Task details: Convert the stretch of lines below, from the line containing "For every instance of the blonde" through the end of the lines, into a two-column CSV with the header line,answer. Give one row for each line and its answer, with each value in a single quoted field and line breaks turned into spaces.

Data entries:
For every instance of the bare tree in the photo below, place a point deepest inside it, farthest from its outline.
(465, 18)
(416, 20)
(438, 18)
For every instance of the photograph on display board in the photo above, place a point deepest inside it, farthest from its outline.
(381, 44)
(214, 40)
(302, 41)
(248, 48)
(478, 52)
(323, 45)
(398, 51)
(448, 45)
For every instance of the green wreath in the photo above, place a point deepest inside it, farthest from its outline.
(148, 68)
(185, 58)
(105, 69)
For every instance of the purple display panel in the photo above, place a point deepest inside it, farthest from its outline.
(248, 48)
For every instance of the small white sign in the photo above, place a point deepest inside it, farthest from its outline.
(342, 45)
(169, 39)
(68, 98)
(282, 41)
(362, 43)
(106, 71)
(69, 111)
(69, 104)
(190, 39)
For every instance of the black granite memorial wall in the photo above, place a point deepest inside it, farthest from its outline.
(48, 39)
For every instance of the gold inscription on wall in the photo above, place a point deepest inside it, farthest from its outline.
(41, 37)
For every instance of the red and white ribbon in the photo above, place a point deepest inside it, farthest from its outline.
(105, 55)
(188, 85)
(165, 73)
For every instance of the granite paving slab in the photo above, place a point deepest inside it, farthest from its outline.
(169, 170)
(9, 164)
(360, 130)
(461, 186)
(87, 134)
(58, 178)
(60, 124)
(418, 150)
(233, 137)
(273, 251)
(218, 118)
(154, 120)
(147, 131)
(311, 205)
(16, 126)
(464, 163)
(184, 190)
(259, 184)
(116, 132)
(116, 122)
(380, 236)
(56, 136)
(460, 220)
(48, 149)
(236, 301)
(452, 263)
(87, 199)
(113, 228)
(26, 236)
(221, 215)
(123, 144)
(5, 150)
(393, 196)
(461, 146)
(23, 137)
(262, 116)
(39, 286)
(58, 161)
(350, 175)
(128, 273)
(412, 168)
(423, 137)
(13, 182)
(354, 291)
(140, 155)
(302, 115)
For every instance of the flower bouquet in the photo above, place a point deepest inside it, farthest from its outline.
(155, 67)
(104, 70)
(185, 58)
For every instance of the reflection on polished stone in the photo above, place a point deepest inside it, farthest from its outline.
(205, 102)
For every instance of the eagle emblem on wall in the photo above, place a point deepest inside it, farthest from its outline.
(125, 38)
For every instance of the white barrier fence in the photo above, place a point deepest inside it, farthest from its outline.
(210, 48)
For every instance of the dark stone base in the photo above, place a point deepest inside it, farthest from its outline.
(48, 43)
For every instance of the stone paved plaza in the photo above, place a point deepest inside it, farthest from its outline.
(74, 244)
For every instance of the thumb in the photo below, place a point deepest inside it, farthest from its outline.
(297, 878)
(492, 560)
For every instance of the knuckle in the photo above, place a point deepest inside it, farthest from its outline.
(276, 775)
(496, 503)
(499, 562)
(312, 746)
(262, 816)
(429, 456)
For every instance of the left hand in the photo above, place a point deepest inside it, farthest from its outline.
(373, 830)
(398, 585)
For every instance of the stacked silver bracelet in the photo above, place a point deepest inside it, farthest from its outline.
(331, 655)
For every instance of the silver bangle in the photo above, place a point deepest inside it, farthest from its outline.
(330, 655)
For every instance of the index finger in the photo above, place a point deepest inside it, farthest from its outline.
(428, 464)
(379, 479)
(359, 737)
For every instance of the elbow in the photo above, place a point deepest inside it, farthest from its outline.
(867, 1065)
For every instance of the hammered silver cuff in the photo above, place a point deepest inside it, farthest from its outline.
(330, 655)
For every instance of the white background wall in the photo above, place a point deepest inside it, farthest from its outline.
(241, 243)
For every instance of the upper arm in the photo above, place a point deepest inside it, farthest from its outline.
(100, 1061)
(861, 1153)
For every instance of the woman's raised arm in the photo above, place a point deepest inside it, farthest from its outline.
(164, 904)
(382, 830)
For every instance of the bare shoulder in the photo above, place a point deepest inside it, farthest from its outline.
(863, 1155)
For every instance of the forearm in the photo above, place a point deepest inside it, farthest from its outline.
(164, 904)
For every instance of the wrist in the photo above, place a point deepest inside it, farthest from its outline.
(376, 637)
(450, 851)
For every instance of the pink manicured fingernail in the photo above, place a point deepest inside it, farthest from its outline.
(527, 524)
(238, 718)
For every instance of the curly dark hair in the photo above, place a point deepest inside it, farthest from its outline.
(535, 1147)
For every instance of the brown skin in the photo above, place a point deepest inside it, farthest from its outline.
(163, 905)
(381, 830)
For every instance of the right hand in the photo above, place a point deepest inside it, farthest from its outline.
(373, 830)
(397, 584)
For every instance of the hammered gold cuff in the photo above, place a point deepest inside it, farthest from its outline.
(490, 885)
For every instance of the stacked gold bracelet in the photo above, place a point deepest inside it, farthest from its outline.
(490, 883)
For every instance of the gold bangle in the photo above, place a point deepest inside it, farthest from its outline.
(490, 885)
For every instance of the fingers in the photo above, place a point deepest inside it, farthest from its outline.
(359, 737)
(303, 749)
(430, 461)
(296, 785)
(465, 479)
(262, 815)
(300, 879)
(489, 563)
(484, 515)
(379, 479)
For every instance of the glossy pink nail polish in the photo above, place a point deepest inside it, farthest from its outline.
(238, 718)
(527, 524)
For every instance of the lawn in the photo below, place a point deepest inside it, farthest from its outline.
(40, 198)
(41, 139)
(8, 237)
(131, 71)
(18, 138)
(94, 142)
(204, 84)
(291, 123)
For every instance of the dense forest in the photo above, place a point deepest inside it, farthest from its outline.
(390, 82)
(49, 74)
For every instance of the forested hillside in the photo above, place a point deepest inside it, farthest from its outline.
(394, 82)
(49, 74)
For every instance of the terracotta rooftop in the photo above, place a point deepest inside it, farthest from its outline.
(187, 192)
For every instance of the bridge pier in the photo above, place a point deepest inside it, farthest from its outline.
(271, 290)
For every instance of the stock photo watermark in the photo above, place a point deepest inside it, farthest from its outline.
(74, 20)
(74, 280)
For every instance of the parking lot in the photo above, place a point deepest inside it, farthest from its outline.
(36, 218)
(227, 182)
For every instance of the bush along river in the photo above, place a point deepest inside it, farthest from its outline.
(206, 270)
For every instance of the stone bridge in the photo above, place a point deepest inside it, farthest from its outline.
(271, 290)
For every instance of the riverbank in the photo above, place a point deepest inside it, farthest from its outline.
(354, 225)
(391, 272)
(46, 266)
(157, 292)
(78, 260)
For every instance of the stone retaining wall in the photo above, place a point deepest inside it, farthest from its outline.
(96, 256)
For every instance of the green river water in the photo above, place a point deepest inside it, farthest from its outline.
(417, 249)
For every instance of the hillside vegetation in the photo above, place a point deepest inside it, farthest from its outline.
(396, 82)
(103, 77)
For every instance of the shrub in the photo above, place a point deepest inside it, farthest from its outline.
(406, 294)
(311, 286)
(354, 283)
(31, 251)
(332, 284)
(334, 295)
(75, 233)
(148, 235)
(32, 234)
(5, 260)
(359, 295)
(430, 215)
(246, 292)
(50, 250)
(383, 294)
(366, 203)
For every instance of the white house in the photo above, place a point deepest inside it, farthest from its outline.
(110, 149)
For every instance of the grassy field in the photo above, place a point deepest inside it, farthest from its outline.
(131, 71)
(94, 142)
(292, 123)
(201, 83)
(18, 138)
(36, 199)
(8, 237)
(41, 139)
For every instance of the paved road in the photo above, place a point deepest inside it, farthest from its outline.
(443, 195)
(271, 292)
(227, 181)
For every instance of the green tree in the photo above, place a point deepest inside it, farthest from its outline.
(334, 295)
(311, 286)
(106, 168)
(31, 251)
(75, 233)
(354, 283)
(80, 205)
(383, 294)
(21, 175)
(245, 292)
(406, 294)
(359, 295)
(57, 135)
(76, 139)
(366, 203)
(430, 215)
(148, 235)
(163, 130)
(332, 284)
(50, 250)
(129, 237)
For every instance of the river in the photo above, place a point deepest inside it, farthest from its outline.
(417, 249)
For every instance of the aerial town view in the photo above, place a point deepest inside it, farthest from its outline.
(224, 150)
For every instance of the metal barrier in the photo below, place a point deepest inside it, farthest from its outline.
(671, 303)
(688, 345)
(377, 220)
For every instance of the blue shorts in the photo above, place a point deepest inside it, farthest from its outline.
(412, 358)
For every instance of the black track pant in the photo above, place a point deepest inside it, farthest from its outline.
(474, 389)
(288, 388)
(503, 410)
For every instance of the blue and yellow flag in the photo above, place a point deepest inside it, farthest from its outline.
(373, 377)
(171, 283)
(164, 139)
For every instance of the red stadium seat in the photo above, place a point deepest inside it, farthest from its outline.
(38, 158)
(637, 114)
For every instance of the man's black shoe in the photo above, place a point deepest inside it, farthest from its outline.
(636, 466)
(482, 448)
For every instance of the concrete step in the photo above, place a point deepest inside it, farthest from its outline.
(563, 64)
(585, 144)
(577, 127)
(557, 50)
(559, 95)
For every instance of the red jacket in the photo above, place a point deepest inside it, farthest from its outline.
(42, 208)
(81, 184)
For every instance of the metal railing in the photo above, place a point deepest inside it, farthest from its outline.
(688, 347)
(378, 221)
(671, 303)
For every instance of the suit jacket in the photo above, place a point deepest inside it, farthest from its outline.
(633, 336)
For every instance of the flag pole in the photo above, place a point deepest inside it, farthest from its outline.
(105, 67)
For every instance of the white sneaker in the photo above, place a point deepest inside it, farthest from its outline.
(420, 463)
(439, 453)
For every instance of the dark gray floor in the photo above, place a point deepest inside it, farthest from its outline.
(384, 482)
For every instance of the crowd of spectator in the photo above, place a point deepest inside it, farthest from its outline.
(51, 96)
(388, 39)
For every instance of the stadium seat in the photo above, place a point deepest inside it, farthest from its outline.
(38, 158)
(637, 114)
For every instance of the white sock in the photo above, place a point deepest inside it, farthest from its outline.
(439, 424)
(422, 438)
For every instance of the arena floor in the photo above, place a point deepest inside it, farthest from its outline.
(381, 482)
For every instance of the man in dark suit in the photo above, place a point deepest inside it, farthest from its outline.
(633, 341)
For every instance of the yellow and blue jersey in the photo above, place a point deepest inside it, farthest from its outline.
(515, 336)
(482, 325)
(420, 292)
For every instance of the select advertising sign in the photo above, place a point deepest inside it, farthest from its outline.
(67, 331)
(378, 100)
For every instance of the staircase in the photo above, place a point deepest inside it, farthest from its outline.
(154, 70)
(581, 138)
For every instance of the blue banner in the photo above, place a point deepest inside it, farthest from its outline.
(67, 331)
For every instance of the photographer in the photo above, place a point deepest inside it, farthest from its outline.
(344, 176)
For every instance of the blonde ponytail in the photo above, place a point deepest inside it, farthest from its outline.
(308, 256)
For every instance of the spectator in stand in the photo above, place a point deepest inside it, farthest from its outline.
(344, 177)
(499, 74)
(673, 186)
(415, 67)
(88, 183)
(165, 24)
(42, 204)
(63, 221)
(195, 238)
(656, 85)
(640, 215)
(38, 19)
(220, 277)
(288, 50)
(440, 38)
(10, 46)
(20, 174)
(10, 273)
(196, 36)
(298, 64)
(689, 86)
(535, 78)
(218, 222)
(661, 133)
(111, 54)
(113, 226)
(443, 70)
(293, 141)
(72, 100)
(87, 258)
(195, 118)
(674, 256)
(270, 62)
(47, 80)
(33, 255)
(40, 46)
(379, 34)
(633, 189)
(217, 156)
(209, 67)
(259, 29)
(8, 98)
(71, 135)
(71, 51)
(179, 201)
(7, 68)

Correct answer:
line,answer
"For every instance of the blonde ponytail in the photo above, place a point deepest inside it, farthest from its outline.","(308, 256)"
"For every instance of the spectator in stand in the photo above, place a point deepest inside it, farthest from its outline.","(344, 177) (499, 74) (673, 186) (415, 67) (88, 183) (165, 24) (42, 204) (63, 221) (195, 238) (656, 85) (640, 215) (38, 19) (220, 277) (288, 50) (440, 38) (10, 46) (20, 174) (10, 273) (196, 36) (298, 64) (689, 86) (535, 78) (218, 222) (661, 133) (111, 54) (113, 226) (443, 70) (293, 141) (72, 100) (87, 258) (195, 118) (674, 256) (270, 62) (47, 80) (33, 255) (40, 46) (379, 34) (633, 189) (217, 156) (209, 67) (259, 29) (8, 98) (71, 135) (71, 51) (179, 201) (7, 68)"